Render the records, from the start through the line containing "[[923, 57]]", both ends included, as a two-column CSV with the header label_text,points. Give one row per record, with its text in the first column and its answer in the second, each in a single quoted field with line breaks replaced by spaces.

════════════════

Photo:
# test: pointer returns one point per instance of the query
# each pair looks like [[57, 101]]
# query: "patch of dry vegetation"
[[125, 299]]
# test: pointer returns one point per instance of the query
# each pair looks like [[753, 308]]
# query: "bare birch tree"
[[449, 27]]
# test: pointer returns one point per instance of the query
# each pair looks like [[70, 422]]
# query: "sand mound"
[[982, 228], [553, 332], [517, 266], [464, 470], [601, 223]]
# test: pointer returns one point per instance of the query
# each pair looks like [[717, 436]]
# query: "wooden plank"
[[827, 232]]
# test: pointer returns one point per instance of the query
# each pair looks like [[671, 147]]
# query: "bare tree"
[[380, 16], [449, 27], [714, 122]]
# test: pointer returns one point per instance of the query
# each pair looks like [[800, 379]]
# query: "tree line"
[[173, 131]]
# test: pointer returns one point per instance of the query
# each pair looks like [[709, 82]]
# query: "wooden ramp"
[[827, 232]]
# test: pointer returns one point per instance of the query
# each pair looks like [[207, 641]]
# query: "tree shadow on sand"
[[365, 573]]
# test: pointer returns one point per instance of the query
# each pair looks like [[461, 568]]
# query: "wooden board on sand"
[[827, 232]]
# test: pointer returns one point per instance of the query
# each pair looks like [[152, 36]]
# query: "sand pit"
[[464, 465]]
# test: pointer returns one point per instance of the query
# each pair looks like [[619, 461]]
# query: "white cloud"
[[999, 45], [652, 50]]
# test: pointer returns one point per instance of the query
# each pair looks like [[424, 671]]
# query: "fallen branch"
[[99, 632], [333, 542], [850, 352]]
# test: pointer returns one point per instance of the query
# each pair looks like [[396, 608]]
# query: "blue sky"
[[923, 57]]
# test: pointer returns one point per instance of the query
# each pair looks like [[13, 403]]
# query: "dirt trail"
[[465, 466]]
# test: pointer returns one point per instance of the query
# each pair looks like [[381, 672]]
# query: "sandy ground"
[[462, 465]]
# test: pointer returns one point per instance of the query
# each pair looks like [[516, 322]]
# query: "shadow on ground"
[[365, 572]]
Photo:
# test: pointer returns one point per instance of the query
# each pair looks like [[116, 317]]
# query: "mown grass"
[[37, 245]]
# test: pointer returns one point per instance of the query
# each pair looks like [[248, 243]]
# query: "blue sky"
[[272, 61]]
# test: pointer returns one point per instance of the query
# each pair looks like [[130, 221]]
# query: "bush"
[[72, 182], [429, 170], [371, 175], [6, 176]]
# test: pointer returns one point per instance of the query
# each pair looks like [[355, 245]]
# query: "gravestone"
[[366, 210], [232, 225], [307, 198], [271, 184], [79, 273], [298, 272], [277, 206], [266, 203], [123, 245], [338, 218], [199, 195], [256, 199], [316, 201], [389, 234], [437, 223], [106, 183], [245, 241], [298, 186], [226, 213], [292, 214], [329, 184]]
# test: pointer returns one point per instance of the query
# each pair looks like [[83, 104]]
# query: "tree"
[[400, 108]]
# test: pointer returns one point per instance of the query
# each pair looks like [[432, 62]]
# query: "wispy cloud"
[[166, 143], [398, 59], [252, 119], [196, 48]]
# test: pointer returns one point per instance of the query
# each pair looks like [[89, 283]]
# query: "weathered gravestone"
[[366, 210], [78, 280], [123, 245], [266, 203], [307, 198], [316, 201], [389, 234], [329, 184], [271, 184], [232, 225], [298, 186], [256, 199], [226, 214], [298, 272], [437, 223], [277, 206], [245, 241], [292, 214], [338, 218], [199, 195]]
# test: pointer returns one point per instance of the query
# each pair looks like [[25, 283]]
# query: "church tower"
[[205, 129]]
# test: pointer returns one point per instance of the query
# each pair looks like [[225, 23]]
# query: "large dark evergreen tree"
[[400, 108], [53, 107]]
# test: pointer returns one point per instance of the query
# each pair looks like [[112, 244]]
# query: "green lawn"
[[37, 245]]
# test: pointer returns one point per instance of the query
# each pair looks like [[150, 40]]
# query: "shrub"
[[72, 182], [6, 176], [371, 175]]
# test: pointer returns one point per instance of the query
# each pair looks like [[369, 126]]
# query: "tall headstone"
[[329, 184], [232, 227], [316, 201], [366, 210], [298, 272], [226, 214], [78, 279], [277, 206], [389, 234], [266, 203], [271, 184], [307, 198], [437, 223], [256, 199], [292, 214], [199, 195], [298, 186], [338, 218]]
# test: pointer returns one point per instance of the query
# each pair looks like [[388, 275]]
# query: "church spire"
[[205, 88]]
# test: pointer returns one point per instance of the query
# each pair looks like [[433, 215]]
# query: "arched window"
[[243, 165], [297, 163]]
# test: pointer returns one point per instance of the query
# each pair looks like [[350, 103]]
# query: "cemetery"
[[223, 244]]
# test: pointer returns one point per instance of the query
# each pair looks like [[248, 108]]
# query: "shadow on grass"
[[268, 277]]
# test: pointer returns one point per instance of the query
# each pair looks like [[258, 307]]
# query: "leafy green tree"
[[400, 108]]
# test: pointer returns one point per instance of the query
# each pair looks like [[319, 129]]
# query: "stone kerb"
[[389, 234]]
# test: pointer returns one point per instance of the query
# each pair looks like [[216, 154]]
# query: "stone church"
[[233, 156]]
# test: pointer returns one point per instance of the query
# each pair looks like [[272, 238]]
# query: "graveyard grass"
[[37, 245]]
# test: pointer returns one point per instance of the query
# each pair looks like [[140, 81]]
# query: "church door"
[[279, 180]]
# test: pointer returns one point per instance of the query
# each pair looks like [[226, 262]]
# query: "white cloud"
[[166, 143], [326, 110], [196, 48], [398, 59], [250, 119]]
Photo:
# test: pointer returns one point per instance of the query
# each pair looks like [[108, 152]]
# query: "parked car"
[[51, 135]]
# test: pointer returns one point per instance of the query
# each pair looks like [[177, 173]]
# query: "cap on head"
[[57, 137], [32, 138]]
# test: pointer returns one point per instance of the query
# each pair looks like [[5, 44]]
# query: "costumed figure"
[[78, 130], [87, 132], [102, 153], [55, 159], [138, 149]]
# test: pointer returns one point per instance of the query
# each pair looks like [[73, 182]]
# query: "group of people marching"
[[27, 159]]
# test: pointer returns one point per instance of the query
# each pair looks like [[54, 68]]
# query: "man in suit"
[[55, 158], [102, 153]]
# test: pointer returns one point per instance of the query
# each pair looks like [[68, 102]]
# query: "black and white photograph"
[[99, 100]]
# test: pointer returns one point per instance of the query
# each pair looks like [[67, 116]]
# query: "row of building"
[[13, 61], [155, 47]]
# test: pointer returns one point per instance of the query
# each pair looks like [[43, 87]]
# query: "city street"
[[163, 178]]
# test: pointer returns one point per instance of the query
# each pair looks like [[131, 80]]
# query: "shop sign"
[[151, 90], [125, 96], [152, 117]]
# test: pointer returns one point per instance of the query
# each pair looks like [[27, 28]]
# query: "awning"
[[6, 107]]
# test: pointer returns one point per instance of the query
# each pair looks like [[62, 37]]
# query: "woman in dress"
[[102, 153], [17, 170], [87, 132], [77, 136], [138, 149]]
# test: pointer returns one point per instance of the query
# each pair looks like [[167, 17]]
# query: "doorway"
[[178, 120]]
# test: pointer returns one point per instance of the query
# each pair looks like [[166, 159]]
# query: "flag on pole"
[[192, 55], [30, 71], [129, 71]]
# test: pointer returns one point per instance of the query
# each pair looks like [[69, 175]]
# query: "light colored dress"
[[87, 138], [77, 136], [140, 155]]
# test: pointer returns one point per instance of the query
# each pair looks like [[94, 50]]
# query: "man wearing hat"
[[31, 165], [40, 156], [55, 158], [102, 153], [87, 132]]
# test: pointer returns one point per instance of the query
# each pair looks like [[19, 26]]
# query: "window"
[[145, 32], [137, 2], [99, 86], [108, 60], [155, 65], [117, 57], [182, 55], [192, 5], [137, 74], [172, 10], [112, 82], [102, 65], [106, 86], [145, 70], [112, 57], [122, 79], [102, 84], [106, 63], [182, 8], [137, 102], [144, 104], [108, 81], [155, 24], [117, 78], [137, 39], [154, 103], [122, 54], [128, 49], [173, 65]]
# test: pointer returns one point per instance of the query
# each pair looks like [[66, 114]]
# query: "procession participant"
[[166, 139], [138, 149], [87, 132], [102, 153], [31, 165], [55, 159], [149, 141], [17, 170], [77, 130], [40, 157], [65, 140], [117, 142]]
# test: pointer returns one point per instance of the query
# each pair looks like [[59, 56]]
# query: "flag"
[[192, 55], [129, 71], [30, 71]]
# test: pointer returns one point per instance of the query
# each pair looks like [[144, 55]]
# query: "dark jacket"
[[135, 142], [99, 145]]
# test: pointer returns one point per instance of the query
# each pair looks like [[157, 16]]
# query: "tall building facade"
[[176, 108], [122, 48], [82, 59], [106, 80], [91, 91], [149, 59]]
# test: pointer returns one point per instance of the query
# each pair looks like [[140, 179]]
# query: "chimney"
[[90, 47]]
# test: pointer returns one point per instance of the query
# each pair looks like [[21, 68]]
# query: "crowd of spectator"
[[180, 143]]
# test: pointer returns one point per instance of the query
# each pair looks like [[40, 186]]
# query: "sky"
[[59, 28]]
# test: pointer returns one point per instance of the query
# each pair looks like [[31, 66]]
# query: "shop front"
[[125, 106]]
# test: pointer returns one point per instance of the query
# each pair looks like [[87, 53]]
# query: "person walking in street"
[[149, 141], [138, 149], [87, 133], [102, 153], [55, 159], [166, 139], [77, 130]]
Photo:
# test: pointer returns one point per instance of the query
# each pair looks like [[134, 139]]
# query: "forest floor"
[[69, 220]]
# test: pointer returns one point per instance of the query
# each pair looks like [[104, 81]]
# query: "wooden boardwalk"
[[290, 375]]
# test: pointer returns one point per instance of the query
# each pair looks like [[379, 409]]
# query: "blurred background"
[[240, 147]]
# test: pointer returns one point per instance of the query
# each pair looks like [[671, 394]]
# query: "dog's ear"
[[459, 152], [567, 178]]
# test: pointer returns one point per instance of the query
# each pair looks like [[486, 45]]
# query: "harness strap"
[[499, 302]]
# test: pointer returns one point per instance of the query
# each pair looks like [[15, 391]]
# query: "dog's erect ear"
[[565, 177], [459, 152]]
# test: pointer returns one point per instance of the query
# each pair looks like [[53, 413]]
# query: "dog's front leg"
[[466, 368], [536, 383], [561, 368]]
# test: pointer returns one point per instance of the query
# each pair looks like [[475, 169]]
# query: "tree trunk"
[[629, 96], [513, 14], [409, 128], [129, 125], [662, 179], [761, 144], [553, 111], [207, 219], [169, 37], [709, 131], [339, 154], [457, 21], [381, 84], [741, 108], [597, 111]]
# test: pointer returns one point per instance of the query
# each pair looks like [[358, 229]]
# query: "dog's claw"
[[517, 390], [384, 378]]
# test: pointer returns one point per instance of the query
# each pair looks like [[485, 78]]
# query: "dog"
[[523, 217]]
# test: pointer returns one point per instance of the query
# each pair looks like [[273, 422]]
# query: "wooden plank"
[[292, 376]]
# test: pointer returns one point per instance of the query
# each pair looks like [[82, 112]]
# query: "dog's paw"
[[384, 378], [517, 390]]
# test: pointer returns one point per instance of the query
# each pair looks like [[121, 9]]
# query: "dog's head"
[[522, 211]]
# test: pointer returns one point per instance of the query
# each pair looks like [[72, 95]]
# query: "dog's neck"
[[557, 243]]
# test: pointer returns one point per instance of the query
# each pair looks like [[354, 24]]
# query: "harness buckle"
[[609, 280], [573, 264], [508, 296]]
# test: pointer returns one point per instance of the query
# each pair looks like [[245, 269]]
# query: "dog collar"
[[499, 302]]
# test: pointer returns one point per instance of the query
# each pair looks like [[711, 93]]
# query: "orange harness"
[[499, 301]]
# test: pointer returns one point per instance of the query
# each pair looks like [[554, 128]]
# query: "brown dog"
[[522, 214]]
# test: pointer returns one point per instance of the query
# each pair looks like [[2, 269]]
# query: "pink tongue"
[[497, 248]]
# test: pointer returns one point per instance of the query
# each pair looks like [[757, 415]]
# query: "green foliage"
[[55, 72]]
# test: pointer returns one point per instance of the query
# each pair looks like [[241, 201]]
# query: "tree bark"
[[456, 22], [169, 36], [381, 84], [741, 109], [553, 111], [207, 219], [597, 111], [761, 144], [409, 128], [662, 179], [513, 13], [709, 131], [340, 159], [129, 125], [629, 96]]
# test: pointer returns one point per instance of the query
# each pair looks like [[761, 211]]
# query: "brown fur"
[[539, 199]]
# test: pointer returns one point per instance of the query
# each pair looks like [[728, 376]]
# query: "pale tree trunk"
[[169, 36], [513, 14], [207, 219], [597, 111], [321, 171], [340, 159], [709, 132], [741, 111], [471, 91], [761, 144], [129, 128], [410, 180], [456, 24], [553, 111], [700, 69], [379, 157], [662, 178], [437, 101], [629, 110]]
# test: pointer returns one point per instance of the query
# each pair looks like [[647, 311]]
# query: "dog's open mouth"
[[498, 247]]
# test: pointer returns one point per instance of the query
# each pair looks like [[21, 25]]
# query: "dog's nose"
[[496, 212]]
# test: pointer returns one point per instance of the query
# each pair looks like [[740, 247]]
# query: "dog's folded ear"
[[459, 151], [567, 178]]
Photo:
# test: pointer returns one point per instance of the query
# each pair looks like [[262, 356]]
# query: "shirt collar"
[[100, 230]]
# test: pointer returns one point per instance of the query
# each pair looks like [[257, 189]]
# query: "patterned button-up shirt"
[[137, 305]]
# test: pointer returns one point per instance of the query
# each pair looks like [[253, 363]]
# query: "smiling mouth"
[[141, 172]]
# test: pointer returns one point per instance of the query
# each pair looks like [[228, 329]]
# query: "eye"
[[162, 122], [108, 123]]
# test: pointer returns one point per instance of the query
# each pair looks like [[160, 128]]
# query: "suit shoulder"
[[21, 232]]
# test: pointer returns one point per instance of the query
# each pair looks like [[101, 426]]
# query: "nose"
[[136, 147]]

════════════════

**The response**
label_text,points
"Photo: # test: pointer returns one point per instance of the query # each pair looks like [[57, 101]] # query: ""patch of dry vegetation""","[[125, 299]]"
"# test: pointer returns one point per instance of the query # each pair looks like [[753, 308]] # query: ""bare birch tree""","[[449, 27]]"
"# test: pointer returns one point per instance of the query # each pair looks like [[70, 422]] # query: ""sand mound""","[[982, 228], [553, 332], [517, 266], [464, 470], [601, 223]]"
"# test: pointer returns one point per instance of the query # each pair looks like [[717, 436]] # query: ""wooden plank""","[[827, 232]]"
"# test: pointer returns one point per instance of the query # each pair looks like [[671, 147]] # query: ""bare tree""","[[380, 16], [449, 27], [714, 122]]"
"# test: pointer returns one point per instance of the query # each pair looks like [[800, 379]] # query: ""tree line""","[[173, 131]]"
"# test: pointer returns one point per instance of the query # each pair looks like [[709, 82]] # query: ""wooden ramp""","[[827, 232]]"
"# test: pointer returns one point per instance of the query # each pair looks like [[207, 641]] # query: ""tree shadow on sand""","[[365, 573]]"
"# test: pointer returns one point per instance of the query # each pair looks like [[461, 568]] # query: ""wooden board on sand""","[[827, 232]]"
"# test: pointer returns one point per instance of the query # each pair looks like [[152, 36]] # query: ""sand pit""","[[464, 465]]"
"# test: pointer returns one point per instance of the query # each pair looks like [[619, 461]] # query: ""white cloud""","[[999, 45], [652, 50]]"
"# test: pointer returns one point per instance of the query # each pair looks like [[424, 671]] # query: ""fallen branch""","[[99, 632], [333, 542], [850, 352]]"
"# test: pointer returns one point per instance of the query # each pair looks like [[396, 608]] # query: ""blue sky""","[[923, 57]]"